INPUT FOR THIS TASK —
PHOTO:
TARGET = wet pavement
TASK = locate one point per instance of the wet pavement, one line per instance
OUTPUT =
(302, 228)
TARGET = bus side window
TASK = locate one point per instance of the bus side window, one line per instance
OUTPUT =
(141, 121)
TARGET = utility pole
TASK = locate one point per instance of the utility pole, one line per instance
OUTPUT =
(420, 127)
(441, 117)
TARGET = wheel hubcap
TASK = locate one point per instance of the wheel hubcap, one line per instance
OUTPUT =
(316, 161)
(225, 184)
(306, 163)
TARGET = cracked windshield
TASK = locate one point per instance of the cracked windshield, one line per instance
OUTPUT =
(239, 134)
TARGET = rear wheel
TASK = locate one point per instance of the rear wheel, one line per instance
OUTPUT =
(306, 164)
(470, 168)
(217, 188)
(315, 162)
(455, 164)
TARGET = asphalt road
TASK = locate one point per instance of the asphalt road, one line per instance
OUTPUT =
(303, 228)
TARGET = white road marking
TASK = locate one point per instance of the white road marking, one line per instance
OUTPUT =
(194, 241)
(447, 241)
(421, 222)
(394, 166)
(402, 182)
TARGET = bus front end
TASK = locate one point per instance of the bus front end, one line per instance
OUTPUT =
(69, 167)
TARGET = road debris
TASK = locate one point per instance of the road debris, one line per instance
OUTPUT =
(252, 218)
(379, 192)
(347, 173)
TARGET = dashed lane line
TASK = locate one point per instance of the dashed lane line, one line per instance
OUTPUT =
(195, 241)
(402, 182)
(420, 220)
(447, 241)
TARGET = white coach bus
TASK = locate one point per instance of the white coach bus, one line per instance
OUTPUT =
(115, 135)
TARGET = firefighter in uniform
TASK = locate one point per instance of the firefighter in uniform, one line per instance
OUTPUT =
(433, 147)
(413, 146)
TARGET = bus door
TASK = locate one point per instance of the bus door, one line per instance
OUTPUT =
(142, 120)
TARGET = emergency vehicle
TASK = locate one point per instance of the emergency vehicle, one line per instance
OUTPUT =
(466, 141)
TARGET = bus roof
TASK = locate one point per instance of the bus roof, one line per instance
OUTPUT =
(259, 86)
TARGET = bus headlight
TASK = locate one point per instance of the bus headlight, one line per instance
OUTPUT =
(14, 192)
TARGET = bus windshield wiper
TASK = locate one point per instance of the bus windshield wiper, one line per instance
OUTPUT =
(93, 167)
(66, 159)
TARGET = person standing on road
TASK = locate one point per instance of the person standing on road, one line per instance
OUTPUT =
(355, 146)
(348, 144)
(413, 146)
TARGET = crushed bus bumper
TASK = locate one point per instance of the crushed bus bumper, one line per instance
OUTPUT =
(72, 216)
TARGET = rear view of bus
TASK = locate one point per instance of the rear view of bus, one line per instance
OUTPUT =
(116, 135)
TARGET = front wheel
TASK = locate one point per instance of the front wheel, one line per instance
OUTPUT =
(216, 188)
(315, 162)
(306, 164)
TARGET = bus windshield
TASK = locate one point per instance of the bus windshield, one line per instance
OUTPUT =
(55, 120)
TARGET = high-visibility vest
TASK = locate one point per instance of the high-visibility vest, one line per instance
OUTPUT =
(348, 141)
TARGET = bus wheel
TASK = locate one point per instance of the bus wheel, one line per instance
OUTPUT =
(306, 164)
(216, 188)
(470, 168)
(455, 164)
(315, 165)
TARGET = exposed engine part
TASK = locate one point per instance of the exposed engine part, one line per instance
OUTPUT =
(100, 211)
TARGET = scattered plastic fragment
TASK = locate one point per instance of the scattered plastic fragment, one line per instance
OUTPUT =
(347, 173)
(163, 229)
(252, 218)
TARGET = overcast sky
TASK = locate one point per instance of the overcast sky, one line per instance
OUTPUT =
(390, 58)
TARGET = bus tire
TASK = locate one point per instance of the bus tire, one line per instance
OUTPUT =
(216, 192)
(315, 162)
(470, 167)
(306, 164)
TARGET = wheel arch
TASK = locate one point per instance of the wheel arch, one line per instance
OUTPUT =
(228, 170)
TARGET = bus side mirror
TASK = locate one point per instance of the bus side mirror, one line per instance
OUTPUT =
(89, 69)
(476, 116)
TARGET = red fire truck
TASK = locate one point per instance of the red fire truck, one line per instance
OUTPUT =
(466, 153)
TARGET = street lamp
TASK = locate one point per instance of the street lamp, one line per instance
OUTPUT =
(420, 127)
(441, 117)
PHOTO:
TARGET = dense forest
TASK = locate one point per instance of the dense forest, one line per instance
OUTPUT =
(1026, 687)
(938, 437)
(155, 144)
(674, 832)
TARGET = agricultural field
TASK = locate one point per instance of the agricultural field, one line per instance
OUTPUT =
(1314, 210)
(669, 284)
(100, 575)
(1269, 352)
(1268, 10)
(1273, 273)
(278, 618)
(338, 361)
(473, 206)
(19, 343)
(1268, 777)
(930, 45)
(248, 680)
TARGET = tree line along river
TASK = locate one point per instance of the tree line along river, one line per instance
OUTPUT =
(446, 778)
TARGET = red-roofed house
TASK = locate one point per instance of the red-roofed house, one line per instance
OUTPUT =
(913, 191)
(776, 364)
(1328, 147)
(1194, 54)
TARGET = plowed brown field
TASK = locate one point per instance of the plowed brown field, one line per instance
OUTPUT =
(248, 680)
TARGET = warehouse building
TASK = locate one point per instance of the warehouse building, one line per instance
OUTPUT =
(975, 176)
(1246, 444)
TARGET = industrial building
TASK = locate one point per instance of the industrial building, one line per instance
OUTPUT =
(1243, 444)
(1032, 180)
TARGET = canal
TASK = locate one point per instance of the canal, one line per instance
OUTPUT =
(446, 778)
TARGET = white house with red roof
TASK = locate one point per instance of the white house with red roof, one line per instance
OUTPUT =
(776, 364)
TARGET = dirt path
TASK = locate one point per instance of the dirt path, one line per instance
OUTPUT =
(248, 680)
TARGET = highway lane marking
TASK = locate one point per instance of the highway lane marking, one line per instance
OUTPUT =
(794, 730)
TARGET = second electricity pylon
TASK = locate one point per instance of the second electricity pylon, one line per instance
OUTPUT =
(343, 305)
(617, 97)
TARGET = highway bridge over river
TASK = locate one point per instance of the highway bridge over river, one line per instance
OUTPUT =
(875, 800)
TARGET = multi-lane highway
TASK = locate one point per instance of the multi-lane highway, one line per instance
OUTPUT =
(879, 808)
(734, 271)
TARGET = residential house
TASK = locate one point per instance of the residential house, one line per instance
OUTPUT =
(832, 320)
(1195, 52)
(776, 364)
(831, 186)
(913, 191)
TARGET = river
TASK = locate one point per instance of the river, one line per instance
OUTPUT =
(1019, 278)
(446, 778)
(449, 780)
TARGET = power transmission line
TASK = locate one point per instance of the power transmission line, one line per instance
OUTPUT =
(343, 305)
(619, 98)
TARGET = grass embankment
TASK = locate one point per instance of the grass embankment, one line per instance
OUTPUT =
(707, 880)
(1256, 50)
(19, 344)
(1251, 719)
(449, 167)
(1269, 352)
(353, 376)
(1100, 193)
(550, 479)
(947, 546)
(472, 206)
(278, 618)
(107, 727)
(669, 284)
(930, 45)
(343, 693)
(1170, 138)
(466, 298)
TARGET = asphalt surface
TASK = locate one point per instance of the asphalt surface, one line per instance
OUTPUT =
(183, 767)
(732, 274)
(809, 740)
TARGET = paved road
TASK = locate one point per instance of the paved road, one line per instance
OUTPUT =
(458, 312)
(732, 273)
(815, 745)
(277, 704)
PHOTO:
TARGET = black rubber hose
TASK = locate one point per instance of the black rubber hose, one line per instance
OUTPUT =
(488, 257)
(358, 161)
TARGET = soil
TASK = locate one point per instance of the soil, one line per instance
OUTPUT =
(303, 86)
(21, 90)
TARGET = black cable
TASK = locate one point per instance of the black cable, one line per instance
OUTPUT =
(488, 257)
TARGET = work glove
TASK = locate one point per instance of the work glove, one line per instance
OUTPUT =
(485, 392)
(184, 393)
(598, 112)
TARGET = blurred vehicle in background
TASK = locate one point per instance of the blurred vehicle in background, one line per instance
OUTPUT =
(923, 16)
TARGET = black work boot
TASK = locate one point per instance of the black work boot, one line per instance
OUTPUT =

THE REQUEST —
Output the lines of the listing exactly as they appear, starting with the line that contains "TARGET = soil" and going on through the last line of the listing.

SOLVED EXERCISE —
TARGET = soil
TASK = locate one point per instance of the soil, one line per instance
OUTPUT =
(303, 86)
(21, 90)
TARGET = black cable
TASK = locate one point per instance of the black cable, one line per instance
OUTPUT =
(488, 257)
TARGET = work glove
TASK = locate one point per instance of the work glove, one line per instance
OUTPUT =
(485, 392)
(184, 393)
(598, 112)
TARGET = blurred vehicle in background
TASK = locate one point per instance of the blurred vehicle in background, one line per instance
OUTPUT =
(923, 16)
TARGET = black work boot
TASK = locate one point per instance of the black work boot, one line per instance
OUTPUT =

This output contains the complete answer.